Answer these questions using the article below about the Abandonment to Rehab Program:
(a) About how many vacant homes are estimated to be in excess in Decatur?
(b) What share of the City's renters face rent burden, according to the Teska Associates analysis?
(c) Who is the Executive Director of CILBA?

**READING PASSAGE**
* * * * * * *

The Central Illinois Land Bank Authority (CILBA) is piloting a new housing strategy with the City of Decatur called the Abandonment to Rehab Program. The program aims to identify abandoned properties that can be saved, rehab the home to code standards, and sell to first time homebuyers. The goal of this program is to keep properties on the tax rolls that may likely become demolitions candidates in the next five years with no intervention, strengthen neighborhoods one block at a time with strategic rehabs, and provide homeownership opportunities to low- and moderate-income residents that want to purchase their first home. 

Due to population loss over the last 40 years, there is an estimated excess of 5,000 vacant homes in Decatur. Compared to the cost of new construction, which will easily exceed $200k or more per unit, creating homeownership opportunities via strategic rehabs makes a lot of economic sense. According to a recent Housing Market and Real Estate Feasibility Analysis from Teska Associates, 42% of the City’s renters face rent burden, far higher than the state average. Some of the same households paying high rent could have a lower monthly payment and actually own a home with this program. 

CILBA’s work the last three years was seeded by Illinois Housing Development Authority’s (IHDA) Land Bank Capacity Program grants, and the state also funded Teska’s housing study. 

Cordaryl Patrick, Decatur’s Director of Community and Economic Development, said, “We’re really excited about this partnership with the Central Illinois Land Bank and ready to get this project off the ground rehabbing abandoned homes. In order to break the cycle of disinvestment, new tools are needed and this is a great way to provide residents with an opportunity to build equity in neighborhoods of their choosing.” 

Beyond preserving the tax base and saving money on future demolitions, this provides a partnership opportunity with the Community Investment Corporation of Decatur and Justine Petersen on homeownership counseling.  Both organizations are well-positioned to help create a pipeline of first time homebuyers that are ready to purchase the homes CILBA will rehab under this program.   

Mike Davis, Executive Director of CILBA, said, “This is an initiative the state could expand upon in the future, for downstate communities losing population that do not need new housing units.  This program shows what is really needed to address our affordable housing needs is new sustainable revenue source to save distressed housing before they become demolition candidates.  Once a home is demolished, it will likely never be replaced with a new one in Decaturwhich further erodes the tax base.”

This Abandonment to Rehab Program presented the City of Decatur with an opportunity to move from a reactive approach on blight/disinvestment to a proactive one. This initiative can also provide opportunities for anchor employers like hospitals and higher education to provide additional support, such as down payment assistance, so their employees can live near where they work.

* * * * * * *

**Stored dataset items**
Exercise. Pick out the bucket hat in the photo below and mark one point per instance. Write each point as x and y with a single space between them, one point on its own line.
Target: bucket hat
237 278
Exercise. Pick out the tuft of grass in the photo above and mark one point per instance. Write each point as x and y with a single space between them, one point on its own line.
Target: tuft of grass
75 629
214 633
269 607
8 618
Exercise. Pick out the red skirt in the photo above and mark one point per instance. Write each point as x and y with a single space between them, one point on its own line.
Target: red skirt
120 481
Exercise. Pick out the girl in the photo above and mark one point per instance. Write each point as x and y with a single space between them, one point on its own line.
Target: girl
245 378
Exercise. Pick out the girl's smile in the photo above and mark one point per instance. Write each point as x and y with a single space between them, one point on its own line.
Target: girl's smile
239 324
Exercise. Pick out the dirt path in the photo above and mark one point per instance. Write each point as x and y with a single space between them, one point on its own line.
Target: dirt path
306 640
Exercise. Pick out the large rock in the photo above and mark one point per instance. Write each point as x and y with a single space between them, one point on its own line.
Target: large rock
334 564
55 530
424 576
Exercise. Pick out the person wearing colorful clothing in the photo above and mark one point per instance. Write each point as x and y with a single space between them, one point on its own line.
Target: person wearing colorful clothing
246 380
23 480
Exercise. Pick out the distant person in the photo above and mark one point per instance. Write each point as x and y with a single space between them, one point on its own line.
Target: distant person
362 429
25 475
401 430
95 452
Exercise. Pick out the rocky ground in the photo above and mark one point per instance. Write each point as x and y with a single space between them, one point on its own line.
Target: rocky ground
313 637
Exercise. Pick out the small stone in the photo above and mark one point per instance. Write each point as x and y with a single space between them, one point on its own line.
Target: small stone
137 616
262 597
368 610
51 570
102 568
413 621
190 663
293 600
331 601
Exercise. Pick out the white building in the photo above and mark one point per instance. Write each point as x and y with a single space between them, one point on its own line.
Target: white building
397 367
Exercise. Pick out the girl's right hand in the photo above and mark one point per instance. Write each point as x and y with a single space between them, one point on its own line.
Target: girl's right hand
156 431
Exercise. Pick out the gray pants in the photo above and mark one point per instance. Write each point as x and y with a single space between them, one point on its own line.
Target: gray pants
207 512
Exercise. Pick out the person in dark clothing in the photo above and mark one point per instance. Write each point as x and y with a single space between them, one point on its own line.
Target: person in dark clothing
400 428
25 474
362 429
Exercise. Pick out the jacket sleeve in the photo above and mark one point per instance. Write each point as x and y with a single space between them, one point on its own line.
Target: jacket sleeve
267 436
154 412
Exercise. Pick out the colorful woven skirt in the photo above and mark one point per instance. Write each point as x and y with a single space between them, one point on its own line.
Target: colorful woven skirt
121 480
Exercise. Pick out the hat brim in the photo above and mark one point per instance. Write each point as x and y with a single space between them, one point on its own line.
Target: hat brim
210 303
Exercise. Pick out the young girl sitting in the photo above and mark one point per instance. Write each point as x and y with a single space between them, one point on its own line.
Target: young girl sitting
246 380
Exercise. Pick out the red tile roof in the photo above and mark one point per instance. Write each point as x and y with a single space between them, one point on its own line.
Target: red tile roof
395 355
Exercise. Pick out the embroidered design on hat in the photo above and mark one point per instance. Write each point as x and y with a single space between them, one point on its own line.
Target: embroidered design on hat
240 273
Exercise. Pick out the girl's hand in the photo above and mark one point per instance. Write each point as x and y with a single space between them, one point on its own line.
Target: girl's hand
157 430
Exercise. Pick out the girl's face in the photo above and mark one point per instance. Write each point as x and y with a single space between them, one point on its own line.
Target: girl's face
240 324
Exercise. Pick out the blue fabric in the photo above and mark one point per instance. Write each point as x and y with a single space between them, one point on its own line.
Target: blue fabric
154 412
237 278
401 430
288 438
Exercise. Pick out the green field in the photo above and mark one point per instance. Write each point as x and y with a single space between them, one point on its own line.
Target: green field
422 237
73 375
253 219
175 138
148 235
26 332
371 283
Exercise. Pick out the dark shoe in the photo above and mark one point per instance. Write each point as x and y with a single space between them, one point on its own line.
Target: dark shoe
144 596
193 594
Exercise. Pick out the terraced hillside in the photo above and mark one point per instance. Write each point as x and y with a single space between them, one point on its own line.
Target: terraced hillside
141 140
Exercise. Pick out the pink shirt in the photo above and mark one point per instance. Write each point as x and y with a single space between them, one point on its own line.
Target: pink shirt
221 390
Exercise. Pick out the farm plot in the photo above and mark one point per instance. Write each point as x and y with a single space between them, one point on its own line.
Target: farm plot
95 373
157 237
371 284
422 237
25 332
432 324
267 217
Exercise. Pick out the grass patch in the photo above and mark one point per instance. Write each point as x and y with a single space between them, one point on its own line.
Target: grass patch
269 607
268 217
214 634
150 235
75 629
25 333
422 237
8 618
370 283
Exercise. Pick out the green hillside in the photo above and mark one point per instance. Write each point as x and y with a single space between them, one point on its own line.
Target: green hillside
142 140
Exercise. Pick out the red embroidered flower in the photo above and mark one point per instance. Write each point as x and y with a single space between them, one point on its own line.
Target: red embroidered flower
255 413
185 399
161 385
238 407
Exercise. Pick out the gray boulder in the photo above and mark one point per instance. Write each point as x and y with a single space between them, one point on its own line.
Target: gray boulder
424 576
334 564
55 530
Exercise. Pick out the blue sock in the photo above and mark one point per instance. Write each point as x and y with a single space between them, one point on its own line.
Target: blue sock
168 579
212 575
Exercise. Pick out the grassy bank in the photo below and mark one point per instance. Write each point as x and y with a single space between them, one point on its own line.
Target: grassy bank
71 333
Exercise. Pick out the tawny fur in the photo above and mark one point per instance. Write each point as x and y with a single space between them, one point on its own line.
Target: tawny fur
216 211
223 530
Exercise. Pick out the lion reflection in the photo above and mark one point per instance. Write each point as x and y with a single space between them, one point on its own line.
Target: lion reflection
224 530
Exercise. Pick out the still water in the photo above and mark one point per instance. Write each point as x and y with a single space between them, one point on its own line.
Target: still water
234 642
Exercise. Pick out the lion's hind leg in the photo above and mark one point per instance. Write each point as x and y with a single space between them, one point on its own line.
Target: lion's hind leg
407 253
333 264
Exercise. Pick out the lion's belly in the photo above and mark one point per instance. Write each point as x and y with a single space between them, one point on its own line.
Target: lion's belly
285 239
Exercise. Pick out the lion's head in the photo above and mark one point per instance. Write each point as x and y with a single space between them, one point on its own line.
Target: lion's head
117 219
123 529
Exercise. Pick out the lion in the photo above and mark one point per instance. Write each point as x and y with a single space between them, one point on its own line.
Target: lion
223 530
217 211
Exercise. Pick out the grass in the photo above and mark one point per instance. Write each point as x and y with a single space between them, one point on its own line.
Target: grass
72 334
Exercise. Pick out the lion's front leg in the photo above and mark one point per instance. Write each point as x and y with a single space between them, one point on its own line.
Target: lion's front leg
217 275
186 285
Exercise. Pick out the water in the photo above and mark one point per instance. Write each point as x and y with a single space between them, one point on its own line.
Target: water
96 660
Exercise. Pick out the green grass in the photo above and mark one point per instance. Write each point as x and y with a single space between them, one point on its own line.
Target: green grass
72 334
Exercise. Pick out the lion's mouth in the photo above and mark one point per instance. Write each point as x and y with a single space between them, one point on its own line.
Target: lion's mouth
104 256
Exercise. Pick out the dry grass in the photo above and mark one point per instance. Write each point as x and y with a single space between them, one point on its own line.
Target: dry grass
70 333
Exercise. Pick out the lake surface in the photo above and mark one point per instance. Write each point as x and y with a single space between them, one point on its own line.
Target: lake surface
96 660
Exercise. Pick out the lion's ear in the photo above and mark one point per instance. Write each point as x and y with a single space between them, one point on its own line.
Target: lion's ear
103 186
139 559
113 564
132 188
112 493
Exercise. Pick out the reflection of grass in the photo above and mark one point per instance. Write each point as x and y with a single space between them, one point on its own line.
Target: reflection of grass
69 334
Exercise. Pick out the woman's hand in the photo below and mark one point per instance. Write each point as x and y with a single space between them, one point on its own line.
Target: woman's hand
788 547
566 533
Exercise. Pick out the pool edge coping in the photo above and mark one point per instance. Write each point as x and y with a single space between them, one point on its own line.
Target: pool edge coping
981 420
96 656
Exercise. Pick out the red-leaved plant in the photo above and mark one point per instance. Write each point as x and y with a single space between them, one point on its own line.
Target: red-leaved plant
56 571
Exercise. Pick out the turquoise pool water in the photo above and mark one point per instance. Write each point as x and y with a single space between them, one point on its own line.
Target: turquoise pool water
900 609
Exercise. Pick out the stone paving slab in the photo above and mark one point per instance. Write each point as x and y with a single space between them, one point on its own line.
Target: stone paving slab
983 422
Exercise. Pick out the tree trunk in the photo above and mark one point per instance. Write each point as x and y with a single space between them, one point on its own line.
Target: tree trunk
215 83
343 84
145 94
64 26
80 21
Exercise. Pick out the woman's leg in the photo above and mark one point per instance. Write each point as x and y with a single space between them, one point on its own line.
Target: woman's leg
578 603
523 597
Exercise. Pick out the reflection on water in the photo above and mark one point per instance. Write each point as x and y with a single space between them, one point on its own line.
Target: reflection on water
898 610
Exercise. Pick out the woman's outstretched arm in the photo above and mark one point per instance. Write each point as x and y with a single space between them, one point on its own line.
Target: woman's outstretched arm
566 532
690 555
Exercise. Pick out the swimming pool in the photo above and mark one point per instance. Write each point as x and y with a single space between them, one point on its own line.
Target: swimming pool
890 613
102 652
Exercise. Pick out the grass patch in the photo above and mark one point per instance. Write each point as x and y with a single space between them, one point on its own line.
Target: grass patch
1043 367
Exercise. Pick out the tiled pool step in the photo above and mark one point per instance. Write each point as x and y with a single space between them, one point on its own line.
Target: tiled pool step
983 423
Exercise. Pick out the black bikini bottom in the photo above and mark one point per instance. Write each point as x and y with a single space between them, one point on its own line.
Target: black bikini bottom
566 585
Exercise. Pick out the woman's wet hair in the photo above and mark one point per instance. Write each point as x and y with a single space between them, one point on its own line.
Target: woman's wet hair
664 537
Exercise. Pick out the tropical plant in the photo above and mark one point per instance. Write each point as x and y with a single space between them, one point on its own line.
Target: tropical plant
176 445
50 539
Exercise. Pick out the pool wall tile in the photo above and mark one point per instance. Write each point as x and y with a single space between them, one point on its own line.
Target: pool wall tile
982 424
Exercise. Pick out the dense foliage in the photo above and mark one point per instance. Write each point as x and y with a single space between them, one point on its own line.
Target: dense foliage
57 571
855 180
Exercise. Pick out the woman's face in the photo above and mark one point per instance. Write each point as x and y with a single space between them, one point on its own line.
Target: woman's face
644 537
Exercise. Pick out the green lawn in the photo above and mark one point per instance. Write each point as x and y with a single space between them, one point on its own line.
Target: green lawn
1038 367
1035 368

* * * * * * *

**EXPECTED ANSWER**
(a) About 5,000
(b) 42%
(c) Mike Davis